Task description -
In the records below, the line with "29, row 490" opens the range and the line with "337, row 577" closes it; print that range exactly and nothing else.

Data excerpts -
● ● ● ● ●
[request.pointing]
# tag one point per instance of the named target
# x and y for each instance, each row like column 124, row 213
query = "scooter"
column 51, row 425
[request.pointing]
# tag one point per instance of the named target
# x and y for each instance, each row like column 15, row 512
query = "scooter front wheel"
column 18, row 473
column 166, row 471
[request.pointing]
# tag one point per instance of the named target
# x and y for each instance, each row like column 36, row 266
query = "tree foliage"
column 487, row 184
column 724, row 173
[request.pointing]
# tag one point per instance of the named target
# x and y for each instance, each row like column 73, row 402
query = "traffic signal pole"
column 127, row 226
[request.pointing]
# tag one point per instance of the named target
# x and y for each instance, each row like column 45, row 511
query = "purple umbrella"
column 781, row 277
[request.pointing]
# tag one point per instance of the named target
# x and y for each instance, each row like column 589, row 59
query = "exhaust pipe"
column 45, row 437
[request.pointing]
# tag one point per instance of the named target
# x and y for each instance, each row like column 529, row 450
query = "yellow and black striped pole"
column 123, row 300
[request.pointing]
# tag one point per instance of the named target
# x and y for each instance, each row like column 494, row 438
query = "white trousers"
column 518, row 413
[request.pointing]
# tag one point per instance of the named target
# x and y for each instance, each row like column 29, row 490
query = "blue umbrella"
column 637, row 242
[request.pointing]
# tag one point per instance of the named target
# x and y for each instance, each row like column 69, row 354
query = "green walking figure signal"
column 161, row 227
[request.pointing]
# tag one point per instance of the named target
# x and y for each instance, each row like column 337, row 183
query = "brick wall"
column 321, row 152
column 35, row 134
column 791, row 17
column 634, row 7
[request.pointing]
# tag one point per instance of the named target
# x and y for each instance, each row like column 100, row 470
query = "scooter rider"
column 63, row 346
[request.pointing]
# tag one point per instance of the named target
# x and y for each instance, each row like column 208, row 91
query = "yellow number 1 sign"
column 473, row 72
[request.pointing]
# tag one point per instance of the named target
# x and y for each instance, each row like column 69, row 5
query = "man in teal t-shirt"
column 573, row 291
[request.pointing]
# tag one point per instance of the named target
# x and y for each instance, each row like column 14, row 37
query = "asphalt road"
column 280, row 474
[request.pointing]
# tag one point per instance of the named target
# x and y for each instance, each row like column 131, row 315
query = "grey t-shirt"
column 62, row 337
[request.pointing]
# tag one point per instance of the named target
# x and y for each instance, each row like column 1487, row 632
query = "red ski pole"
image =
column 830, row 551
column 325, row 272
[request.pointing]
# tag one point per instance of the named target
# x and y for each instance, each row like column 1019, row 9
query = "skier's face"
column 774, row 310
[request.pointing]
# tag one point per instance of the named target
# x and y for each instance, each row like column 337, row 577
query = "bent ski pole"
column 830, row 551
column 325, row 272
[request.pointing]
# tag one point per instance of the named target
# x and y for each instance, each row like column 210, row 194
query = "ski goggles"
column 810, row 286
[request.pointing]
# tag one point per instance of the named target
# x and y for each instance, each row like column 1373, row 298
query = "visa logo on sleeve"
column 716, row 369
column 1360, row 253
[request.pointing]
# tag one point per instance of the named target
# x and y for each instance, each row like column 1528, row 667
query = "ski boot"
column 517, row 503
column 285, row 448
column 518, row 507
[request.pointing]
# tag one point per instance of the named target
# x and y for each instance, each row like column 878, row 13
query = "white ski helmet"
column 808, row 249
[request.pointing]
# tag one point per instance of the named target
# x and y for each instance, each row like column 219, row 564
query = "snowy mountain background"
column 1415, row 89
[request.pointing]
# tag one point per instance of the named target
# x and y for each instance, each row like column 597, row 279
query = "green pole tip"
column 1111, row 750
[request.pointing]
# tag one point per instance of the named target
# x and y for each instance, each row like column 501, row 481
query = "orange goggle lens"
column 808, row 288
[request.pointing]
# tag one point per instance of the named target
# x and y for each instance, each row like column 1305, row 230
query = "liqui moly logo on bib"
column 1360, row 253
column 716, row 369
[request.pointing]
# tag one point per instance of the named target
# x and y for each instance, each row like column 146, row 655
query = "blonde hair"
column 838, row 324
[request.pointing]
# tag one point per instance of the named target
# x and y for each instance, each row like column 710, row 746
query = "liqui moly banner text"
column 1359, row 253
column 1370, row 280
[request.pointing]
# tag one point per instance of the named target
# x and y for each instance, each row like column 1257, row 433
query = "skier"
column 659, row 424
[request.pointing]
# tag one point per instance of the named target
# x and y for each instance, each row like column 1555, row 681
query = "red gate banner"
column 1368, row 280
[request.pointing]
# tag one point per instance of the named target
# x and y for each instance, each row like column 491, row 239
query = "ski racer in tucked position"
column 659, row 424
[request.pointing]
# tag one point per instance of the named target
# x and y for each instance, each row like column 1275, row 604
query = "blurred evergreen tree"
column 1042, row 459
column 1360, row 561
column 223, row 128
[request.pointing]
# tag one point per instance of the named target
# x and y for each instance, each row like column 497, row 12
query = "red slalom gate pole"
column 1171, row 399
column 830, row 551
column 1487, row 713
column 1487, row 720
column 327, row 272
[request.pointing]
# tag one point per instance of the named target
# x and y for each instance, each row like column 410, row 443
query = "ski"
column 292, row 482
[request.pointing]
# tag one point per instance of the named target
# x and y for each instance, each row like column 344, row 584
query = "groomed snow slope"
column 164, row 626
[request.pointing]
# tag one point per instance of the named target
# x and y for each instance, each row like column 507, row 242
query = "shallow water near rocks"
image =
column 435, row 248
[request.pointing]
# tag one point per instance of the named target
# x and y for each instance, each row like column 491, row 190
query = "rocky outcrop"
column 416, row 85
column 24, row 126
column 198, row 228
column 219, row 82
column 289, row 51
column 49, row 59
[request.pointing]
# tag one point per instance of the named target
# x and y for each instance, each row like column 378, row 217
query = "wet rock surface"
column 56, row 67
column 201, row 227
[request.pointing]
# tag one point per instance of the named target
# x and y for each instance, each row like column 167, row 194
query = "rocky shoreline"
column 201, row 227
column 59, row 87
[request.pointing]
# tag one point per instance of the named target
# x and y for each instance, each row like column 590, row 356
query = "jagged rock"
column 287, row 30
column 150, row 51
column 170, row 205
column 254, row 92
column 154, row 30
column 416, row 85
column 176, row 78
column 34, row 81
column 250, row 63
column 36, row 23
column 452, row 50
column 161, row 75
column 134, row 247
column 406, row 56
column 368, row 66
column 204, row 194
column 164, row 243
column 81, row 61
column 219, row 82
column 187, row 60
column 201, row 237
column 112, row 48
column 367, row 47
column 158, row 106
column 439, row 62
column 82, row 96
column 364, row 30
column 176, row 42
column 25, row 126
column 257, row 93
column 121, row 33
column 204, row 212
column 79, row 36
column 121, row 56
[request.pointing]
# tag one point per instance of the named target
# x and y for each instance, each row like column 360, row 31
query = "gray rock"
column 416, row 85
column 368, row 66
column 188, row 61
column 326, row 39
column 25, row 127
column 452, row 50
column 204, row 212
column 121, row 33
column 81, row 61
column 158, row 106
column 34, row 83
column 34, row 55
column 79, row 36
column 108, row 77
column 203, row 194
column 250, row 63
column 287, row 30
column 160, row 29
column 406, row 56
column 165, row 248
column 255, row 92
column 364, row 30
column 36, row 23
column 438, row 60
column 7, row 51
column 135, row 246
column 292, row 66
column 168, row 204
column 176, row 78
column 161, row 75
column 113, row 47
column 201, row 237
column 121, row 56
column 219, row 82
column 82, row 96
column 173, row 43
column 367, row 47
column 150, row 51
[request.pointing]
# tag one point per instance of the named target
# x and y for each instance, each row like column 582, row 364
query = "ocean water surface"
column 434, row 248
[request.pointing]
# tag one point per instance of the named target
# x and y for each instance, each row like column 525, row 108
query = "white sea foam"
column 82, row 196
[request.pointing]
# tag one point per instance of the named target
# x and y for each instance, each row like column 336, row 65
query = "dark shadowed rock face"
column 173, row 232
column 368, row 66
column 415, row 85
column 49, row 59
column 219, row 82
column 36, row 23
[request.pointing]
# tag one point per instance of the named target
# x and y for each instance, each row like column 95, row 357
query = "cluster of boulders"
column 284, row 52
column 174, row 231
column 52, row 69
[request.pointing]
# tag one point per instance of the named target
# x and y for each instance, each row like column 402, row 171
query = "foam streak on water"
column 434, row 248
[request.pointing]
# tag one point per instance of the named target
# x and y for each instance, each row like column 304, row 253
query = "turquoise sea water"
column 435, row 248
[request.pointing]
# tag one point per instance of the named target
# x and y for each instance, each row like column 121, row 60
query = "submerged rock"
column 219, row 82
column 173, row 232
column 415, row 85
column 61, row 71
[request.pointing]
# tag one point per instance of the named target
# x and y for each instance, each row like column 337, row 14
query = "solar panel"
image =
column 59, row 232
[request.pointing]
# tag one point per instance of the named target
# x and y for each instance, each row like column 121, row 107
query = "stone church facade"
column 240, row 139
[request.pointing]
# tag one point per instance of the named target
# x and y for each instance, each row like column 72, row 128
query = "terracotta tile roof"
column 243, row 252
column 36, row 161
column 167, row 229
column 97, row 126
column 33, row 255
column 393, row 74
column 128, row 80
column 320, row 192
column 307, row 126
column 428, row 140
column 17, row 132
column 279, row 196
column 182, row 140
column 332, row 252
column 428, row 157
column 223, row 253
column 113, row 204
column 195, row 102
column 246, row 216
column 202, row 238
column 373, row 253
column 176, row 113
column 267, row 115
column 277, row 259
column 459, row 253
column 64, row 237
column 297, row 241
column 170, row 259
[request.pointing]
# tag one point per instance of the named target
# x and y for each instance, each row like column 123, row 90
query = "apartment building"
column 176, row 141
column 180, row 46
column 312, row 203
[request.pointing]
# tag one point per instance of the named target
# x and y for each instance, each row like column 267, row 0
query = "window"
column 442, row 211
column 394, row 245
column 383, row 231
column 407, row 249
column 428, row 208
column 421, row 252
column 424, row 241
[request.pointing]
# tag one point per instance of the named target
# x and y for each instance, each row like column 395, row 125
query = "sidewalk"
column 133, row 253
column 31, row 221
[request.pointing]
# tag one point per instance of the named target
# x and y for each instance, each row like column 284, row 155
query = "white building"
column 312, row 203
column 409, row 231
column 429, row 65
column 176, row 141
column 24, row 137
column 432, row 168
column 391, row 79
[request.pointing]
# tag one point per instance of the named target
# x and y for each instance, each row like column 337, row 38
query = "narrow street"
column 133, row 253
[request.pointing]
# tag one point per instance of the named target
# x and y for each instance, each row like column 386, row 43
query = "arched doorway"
● ● ● ● ●
Answer to this exercise -
# x and y for each instance, each row like column 29, row 490
query = "blue umbrella"
column 637, row 242
[request.pointing]
# tag one point per instance of the named target
# x and y for each instance, each row like column 69, row 354
query = "green walking figure signal"
column 161, row 227
[request.pointing]
# tag one point per instance of the named target
# x and y for each instance, each row like column 337, row 183
query = "brick wall"
column 321, row 152
column 35, row 134
column 791, row 17
column 634, row 7
[request.pointing]
# tag one point per instance of the named target
# x and y for each instance, each row like column 100, row 470
query = "scooter rider"
column 63, row 346
[request.pointing]
# tag one point per instance of the named target
# x and y for each instance, each row like column 208, row 91
query = "yellow number 1 sign"
column 473, row 72
[request.pointing]
# tag one point per instance of the named target
# x and y for each instance, each row like column 69, row 5
query = "man in teal t-shirt"
column 573, row 291
[request.pointing]
# tag one point per instance of the named target
# x and y for each instance, each row like column 14, row 37
query = "asphalt road"
column 280, row 474
[request.pointing]
# tag one point per instance of the named target
# x and y for each instance, each row like column 131, row 315
query = "grey t-shirt"
column 62, row 337
[request.pointing]
# tag one point per instance of the named target
# x and y for each instance, each row like column 1487, row 632
query = "red ski pole"
image =
column 830, row 551
column 325, row 272
[request.pointing]
# tag one point per instance of the named target
# x and y for each instance, each row like column 1019, row 9
query = "skier's face"
column 774, row 310
[request.pointing]
# tag one point per instance of the named target
# x and y for each instance, each row like column 337, row 577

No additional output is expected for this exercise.